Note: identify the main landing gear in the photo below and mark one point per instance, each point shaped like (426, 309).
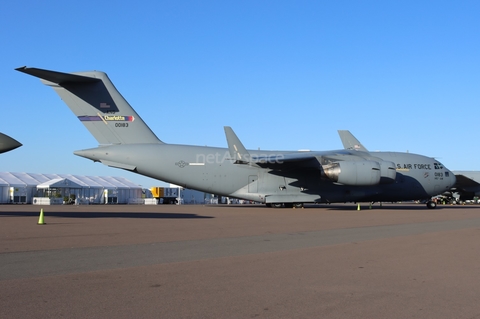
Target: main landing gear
(431, 204)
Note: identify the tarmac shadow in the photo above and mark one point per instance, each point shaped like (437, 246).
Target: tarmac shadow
(132, 215)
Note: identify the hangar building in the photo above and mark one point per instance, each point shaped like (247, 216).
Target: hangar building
(30, 188)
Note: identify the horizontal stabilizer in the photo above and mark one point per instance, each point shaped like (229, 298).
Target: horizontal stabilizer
(56, 77)
(119, 165)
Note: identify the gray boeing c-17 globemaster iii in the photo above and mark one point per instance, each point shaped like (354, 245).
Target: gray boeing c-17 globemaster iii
(276, 178)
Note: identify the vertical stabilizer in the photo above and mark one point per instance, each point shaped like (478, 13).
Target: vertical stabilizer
(236, 148)
(93, 98)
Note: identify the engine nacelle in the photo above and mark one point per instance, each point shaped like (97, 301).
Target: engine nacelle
(388, 172)
(355, 173)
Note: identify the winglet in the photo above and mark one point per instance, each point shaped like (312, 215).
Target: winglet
(236, 148)
(350, 142)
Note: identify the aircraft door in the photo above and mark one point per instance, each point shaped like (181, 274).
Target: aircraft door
(253, 183)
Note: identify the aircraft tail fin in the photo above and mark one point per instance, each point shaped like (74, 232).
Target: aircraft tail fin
(96, 102)
(350, 142)
(237, 151)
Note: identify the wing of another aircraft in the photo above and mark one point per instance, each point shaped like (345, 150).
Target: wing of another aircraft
(7, 143)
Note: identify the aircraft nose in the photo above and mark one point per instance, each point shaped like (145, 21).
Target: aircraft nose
(452, 179)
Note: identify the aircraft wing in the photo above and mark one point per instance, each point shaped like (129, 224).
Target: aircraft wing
(7, 143)
(350, 142)
(285, 160)
(468, 181)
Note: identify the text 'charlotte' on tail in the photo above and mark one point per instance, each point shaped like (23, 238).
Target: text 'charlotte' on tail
(96, 102)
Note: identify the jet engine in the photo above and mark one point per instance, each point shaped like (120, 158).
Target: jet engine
(388, 172)
(355, 173)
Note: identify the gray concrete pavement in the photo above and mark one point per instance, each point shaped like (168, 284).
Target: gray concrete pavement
(240, 262)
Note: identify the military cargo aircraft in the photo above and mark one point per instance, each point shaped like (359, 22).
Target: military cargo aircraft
(7, 143)
(276, 178)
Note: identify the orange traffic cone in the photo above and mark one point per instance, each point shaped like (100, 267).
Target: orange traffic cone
(40, 219)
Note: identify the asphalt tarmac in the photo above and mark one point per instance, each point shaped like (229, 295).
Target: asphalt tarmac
(193, 261)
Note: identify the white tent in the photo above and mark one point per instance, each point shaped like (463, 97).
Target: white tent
(22, 187)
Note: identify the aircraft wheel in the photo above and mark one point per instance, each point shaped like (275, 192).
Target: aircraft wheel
(431, 204)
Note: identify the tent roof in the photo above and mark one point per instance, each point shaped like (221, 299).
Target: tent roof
(59, 182)
(33, 179)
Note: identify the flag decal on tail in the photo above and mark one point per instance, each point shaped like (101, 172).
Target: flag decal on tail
(119, 118)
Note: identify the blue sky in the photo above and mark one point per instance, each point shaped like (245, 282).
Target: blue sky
(400, 75)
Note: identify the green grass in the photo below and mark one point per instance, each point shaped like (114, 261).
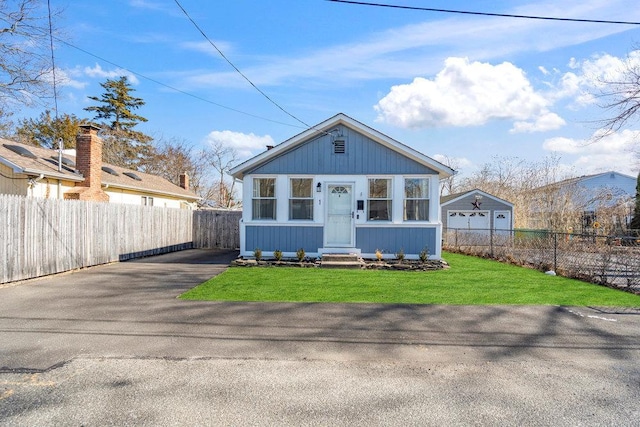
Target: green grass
(469, 281)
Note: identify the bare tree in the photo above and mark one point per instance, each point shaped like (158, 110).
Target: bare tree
(222, 158)
(172, 157)
(25, 58)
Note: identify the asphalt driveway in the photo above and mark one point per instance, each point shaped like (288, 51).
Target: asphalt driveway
(99, 335)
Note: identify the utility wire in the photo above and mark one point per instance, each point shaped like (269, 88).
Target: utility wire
(53, 61)
(503, 15)
(237, 69)
(142, 76)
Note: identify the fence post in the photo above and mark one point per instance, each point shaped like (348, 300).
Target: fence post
(555, 251)
(491, 242)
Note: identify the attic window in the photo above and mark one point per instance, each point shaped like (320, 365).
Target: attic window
(132, 176)
(65, 161)
(20, 150)
(110, 171)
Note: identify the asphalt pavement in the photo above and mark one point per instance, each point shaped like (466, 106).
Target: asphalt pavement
(112, 345)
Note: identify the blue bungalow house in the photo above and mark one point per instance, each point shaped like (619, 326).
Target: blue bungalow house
(341, 187)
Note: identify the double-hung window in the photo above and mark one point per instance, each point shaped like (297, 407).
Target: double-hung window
(301, 198)
(379, 200)
(416, 199)
(264, 198)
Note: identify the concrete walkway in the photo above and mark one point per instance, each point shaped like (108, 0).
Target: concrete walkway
(112, 345)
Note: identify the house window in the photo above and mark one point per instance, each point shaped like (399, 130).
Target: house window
(264, 198)
(301, 198)
(379, 201)
(416, 199)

_What the exercise asks:_
Copy the records above from the first line through the line containing "Note: identify the winglet", both included, and leave out any pictures.

_Result of this exercise:_
Note: identify the main landing gear in the photo below and mark one point per instance, each point shaped like (426, 309).
Target: main landing gear
(431, 204)
Note: identify the tarmac shadow in the photo above and mark one point per instance, each point shaped like (437, 246).
Target: tarmac shadow
(132, 215)
Note: identify the hangar building in the photo above and mark one point per instance, each point shaped like (247, 216).
Target: hangar building
(30, 188)
Note: identify the horizontal stabilizer in the photo above and mark one point per instance, each point shaped like (229, 298).
Target: horizontal stabilizer
(56, 77)
(119, 165)
Note: identify the gray boeing c-17 globemaster iii in the photo above and mark one point per instance, each point shaped like (354, 245).
Target: gray boeing c-17 globemaster iii
(276, 178)
Note: identify the vertical stabilizer in the photo above and mark one point per instance, each point shaped like (478, 13).
Target: vertical stabilizer
(236, 148)
(93, 98)
Note: identify the engine nacelle in the photo above and mark one point per instance, each point shaped like (97, 301).
Target: engine nacelle
(388, 172)
(355, 173)
Note: identify the winglet in the photo above and mark one point per instance, each point shaped like (312, 215).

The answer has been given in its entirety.